INPUT RECORDS:

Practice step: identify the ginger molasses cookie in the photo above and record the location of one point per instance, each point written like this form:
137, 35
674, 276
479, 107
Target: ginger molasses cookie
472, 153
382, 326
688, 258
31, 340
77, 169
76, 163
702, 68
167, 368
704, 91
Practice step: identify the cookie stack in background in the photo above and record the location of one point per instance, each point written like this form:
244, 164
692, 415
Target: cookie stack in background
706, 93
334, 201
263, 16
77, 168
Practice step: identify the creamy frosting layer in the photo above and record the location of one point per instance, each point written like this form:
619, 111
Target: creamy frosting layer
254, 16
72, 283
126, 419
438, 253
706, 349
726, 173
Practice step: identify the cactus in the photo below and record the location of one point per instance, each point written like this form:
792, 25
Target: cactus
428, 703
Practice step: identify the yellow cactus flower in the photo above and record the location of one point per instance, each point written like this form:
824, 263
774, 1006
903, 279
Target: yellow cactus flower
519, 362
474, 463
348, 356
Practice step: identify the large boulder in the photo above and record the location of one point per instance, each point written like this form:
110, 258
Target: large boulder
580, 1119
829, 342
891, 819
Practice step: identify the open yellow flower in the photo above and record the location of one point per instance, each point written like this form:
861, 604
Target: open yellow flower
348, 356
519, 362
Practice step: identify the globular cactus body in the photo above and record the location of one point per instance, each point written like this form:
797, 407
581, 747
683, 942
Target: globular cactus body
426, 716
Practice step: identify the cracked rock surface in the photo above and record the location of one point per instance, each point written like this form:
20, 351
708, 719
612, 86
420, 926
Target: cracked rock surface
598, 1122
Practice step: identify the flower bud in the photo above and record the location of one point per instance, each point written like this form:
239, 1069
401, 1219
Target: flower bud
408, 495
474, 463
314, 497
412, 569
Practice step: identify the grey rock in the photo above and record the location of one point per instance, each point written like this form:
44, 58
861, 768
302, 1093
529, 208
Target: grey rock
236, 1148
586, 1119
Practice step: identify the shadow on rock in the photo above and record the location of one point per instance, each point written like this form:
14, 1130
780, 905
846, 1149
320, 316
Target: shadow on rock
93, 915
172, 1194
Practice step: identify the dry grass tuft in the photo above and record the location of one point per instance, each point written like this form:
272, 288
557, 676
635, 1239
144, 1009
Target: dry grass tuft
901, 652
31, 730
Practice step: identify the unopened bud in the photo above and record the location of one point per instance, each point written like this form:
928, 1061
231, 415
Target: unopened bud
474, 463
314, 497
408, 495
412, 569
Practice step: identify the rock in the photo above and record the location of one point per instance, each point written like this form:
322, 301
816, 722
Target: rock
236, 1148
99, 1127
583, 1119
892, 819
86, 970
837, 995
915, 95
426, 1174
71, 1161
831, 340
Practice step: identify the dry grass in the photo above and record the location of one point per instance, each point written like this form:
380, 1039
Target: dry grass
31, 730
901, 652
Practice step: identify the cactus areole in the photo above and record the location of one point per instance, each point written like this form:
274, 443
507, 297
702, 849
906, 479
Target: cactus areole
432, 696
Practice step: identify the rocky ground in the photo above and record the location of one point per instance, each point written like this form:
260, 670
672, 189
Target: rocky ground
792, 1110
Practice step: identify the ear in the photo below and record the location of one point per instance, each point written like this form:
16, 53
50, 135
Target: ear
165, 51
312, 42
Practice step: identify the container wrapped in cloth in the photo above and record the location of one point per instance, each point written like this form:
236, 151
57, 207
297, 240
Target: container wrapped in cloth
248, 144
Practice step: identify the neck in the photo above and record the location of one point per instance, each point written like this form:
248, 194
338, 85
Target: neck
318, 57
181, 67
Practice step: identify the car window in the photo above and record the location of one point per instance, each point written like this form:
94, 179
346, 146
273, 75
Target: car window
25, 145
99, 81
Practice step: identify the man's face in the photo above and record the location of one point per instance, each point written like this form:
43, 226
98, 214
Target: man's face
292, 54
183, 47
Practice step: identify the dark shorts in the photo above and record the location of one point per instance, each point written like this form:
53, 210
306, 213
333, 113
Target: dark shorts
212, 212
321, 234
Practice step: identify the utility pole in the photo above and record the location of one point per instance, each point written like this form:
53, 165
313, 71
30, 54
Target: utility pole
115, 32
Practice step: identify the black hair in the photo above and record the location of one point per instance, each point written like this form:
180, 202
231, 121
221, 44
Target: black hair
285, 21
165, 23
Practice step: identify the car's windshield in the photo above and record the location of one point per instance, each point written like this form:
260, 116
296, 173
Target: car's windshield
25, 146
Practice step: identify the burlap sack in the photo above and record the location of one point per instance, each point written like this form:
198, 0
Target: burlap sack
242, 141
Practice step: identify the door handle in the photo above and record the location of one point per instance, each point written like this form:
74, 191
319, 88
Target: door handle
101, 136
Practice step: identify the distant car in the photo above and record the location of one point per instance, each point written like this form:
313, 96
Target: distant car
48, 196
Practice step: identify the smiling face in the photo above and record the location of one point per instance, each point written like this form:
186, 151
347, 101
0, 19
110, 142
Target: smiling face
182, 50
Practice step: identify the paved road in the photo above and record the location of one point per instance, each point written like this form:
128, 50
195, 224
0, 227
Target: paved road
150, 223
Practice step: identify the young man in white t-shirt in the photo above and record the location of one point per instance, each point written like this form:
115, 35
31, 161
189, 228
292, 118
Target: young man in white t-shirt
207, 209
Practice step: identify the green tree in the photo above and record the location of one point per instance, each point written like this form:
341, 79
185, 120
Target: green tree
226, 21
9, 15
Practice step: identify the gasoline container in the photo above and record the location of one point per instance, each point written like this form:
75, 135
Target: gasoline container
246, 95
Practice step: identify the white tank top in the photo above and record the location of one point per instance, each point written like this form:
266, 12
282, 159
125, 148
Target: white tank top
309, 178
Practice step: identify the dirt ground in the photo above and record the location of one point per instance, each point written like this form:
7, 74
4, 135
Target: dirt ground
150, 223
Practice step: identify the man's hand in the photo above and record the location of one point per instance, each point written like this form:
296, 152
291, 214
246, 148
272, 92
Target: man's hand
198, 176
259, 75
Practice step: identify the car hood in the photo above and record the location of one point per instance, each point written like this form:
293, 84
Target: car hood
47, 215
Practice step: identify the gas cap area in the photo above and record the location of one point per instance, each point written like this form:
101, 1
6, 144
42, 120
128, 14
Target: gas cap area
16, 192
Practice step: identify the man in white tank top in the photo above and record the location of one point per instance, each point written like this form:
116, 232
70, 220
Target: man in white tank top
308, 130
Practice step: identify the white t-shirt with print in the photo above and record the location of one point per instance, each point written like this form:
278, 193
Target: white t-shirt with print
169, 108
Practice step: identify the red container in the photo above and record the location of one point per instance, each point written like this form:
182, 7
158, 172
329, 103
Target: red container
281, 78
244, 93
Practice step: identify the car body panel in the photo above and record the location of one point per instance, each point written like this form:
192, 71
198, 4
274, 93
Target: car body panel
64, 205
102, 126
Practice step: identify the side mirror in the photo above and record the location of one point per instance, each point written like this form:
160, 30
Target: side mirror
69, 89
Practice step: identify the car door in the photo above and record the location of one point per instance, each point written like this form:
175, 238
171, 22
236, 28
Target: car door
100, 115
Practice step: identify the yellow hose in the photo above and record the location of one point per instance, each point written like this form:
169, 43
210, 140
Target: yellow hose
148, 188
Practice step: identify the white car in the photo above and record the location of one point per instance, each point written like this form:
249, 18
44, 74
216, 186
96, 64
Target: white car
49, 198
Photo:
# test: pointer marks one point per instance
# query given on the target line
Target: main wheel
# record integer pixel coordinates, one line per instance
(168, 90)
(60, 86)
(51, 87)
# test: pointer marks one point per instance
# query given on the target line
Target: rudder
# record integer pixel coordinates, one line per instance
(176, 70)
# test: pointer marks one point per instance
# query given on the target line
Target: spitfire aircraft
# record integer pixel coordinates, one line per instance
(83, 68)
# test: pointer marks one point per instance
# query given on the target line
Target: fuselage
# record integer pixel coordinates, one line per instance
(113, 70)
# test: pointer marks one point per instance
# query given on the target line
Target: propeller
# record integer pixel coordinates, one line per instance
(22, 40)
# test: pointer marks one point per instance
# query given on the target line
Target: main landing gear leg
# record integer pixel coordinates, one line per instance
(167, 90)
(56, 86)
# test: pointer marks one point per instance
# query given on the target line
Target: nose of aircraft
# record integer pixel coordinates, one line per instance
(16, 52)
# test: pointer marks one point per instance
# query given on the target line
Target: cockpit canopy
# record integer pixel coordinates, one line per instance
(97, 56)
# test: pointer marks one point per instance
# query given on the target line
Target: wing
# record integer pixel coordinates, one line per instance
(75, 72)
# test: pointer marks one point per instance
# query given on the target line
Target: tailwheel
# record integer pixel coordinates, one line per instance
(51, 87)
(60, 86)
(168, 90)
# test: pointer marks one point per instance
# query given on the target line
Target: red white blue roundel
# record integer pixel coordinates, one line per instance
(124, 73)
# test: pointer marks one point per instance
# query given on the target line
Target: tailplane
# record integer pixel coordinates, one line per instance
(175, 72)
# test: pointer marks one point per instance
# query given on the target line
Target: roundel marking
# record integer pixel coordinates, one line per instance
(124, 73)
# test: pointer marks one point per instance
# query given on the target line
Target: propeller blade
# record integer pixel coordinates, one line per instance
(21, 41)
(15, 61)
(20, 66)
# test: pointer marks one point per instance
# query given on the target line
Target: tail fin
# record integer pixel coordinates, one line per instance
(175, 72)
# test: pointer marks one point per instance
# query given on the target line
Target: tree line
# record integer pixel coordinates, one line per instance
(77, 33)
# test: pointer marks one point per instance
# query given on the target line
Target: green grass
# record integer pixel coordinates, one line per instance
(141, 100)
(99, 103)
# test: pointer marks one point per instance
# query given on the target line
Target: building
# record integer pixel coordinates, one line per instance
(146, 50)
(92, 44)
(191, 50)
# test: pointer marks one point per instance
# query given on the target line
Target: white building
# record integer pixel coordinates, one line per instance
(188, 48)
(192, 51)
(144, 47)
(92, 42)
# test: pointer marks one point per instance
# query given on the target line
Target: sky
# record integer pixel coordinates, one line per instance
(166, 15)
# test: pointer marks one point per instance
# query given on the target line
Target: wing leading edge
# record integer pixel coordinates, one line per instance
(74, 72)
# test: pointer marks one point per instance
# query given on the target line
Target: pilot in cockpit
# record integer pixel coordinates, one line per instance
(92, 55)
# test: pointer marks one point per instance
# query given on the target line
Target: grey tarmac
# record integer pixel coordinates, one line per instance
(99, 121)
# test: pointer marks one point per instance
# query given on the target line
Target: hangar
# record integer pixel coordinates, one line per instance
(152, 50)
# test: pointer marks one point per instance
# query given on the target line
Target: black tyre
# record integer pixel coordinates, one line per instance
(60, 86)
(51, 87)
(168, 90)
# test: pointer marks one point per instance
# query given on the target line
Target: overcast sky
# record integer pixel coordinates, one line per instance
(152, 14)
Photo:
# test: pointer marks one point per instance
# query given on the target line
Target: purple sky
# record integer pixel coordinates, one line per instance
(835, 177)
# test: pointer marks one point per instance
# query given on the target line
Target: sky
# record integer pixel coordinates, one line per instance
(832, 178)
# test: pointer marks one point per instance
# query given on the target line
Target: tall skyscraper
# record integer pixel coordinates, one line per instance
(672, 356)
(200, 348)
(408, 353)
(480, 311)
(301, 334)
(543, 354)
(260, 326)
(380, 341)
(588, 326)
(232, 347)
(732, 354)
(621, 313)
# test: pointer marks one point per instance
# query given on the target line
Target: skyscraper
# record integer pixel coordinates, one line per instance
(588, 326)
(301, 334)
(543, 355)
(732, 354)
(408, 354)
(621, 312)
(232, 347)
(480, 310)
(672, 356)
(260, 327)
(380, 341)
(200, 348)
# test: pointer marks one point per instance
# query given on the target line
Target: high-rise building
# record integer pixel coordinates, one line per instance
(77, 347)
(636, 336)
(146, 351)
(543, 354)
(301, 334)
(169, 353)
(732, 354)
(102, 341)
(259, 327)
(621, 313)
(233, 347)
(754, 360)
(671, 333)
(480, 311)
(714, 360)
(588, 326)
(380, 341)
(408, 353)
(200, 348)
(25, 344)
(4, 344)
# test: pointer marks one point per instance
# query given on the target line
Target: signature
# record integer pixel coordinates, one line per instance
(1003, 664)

SHORT EXERCISE:
Count the lines in the records above that contain the string "container". Give only the number.

SOLVED EXERCISE:
6